» **Exercise prompt**:
Replace "pixel coordinates" with "pixel units" in the part of the entries that runs from the start through the line containing "positive clicks: (626, 952)", both ends included, and write out those lines with nothing else altered. Omit the pictures from your answer.
======== Working data
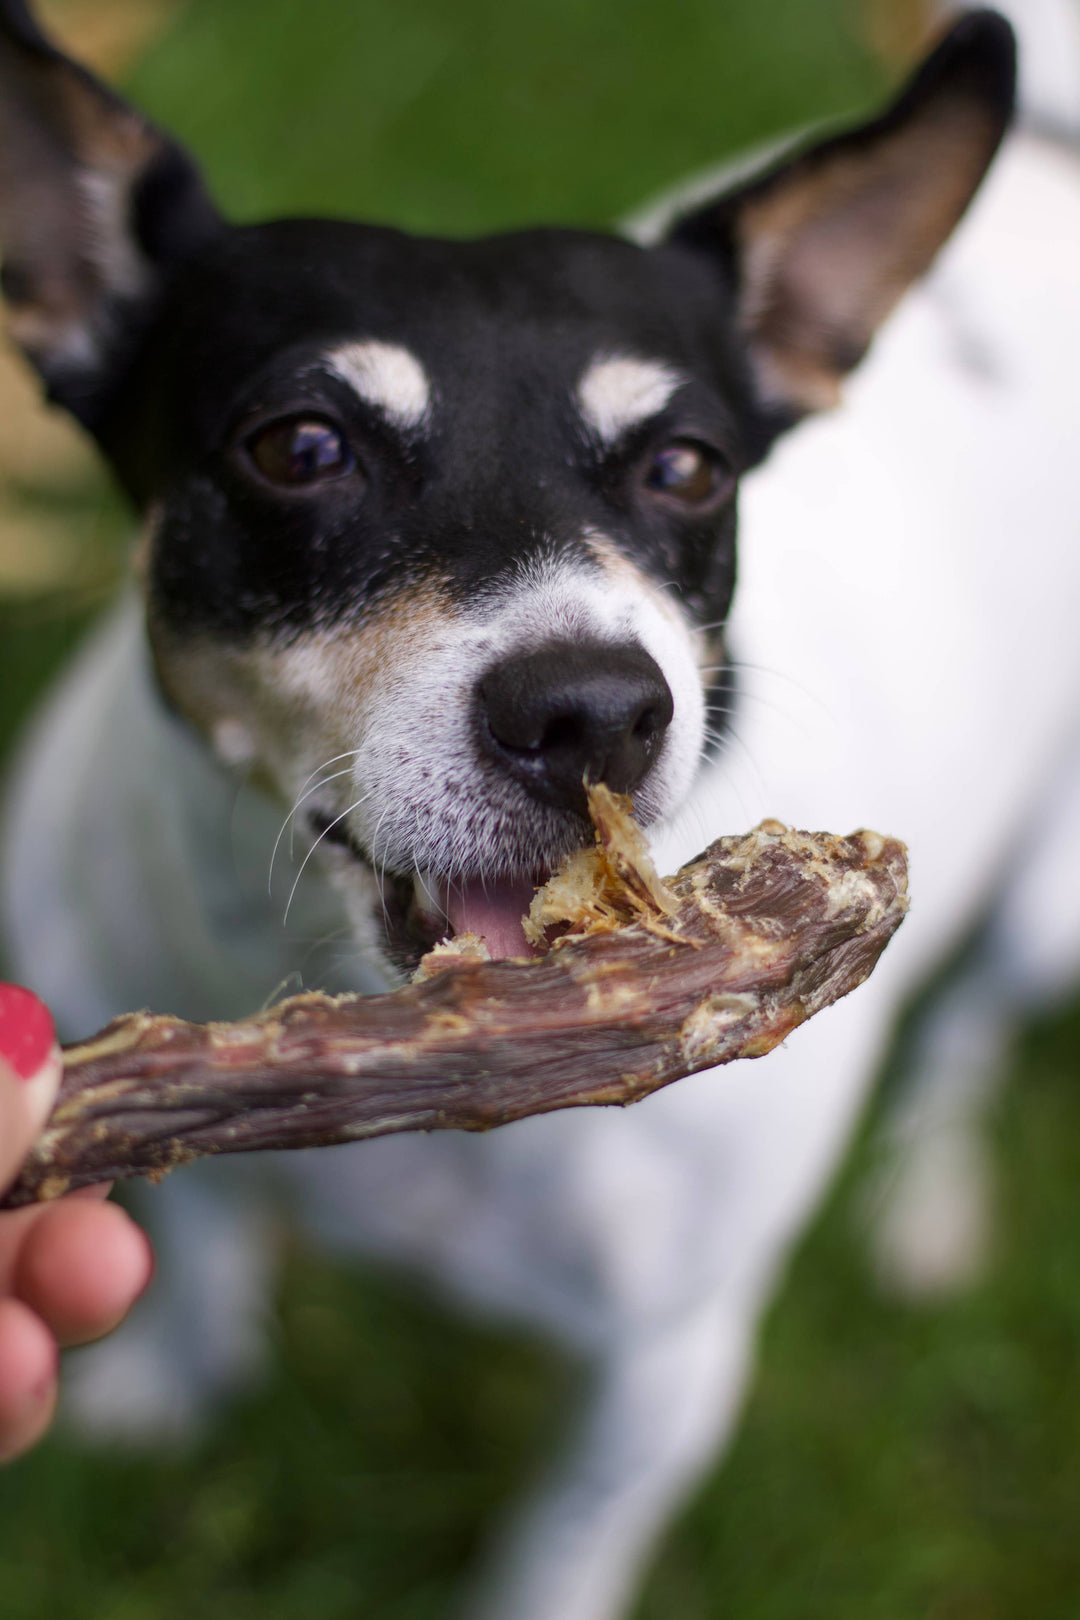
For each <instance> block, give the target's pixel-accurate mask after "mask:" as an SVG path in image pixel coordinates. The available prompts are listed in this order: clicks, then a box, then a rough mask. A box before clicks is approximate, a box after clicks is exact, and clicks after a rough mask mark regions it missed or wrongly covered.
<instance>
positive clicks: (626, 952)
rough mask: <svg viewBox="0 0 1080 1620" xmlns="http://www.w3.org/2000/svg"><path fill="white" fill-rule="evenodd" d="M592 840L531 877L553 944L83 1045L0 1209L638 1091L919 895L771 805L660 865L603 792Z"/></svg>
mask: <svg viewBox="0 0 1080 1620" xmlns="http://www.w3.org/2000/svg"><path fill="white" fill-rule="evenodd" d="M589 797H591V812H593V820H594V823H596V826H597V841H596V847H594V849H591V851H583V852H580V854H578V855H575V857H572V859H570V860H568V862H567V863H565V865H563V868H562V870H560V872H559V873H557V875H555V876H554V878H552V880H551V881H549V883H547V885H546V886H544V888H542V889H541V891H539V894H538V897H536V901H534V902H533V909H531V912H529V920H528V923H526V927H528V932H529V938H531V940H533V941H536V943H539V944H542V948H544V951H546V954H542V956H539V957H534V959H531V961H487V959H486V953H484V949H483V946H481V944H479V941H476V940H470V938H461V940H455V941H452V943H450V944H449V946H440V948H437V949H436V951H432V953H429V954H427V956H426V957H424V961H423V962H421V969H419V972H418V975H416V980H415V982H413V983H411V985H406V987H405V988H402V990H397V991H393V993H392V995H384V996H337V998H334V996H325V995H319V993H309V995H300V996H291V998H290V1000H288V1001H282V1003H280V1004H279V1006H275V1008H272V1009H270V1011H267V1013H261V1014H257V1016H256V1017H251V1019H244V1021H241V1022H236V1024H206V1025H201V1024H186V1022H183V1021H181V1019H175V1017H162V1016H157V1014H152V1013H131V1014H126V1016H125V1017H120V1019H117V1021H115V1022H113V1024H110V1025H108V1027H107V1029H104V1030H102V1032H100V1034H99V1035H96V1037H94V1038H92V1040H86V1042H81V1043H79V1045H74V1047H68V1048H66V1051H65V1079H63V1087H62V1092H60V1100H58V1103H57V1106H55V1110H53V1115H52V1118H50V1121H49V1126H47V1128H45V1132H44V1134H42V1137H40V1139H39V1142H37V1147H36V1149H34V1152H32V1155H31V1158H29V1160H28V1163H26V1165H24V1168H23V1173H21V1176H19V1179H18V1183H16V1184H15V1186H13V1187H11V1189H10V1192H8V1196H6V1200H5V1204H6V1205H8V1207H13V1205H19V1204H29V1202H34V1200H39V1199H50V1197H58V1196H60V1194H62V1192H66V1191H70V1189H73V1187H79V1186H86V1184H87V1183H94V1181H107V1179H117V1178H123V1176H139V1174H149V1176H160V1174H162V1173H165V1171H168V1170H172V1168H175V1166H176V1165H183V1163H186V1162H188V1160H193V1158H198V1157H199V1155H204V1153H238V1152H249V1150H253V1149H283V1147H319V1145H329V1144H334V1142H355V1140H358V1139H361V1137H368V1136H382V1134H385V1132H390V1131H442V1129H465V1131H486V1129H489V1128H491V1126H499V1124H507V1123H508V1121H510V1119H520V1118H523V1116H525V1115H534V1113H546V1111H547V1110H551V1108H568V1106H580V1105H585V1103H630V1102H636V1100H638V1098H641V1097H646V1095H648V1093H649V1092H654V1090H657V1089H659V1087H661V1085H667V1084H669V1082H670V1081H677V1079H680V1077H682V1076H687V1074H693V1072H696V1071H698V1069H706V1068H712V1066H714V1064H721V1063H730V1059H732V1058H758V1056H763V1055H764V1053H766V1051H769V1050H771V1048H772V1047H776V1045H777V1043H779V1042H780V1040H784V1037H785V1035H789V1034H790V1032H792V1030H793V1029H795V1027H797V1025H798V1024H801V1022H803V1021H805V1019H806V1017H811V1016H813V1014H814V1013H818V1011H821V1008H824V1006H829V1004H831V1003H832V1001H836V1000H839V996H844V995H847V993H848V990H853V988H855V987H857V985H860V983H861V982H863V978H866V975H868V974H870V970H871V969H873V966H874V962H876V961H878V957H879V954H881V951H882V949H884V946H886V944H887V941H889V938H891V936H892V933H894V932H895V928H897V927H899V923H900V919H902V917H904V912H905V909H907V860H905V851H904V846H902V844H899V842H895V841H894V839H886V838H881V836H879V834H876V833H855V834H852V838H834V836H832V834H827V833H793V831H789V829H787V828H784V826H782V825H780V823H777V821H763V823H761V826H759V828H756V829H755V831H753V833H748V834H746V836H745V838H721V839H717V842H716V844H711V846H709V847H708V849H706V851H704V854H701V855H698V859H696V860H693V862H690V865H687V867H683V868H682V872H680V873H678V875H677V876H675V878H669V880H665V881H664V883H661V880H659V878H657V876H656V872H654V870H653V865H651V862H649V859H648V854H646V851H644V841H643V839H641V834H640V833H638V829H636V828H635V825H633V821H631V820H630V816H628V815H627V813H625V802H620V800H619V799H617V797H615V795H614V794H609V792H607V789H591V794H589Z"/></svg>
================
» **Finished exercise**:
For each <instance> block, give the target's pixel-accurate mask after "mask:" as an SVG path in image pixel units. The available prompts are listed in this order: clicks, then a box, then a rough mask. A box before clicks is approximate, a box after clicks is exact, and clicks after a rough mask mark regions it missed or wrongly covered.
<instance>
positive clicks: (626, 952)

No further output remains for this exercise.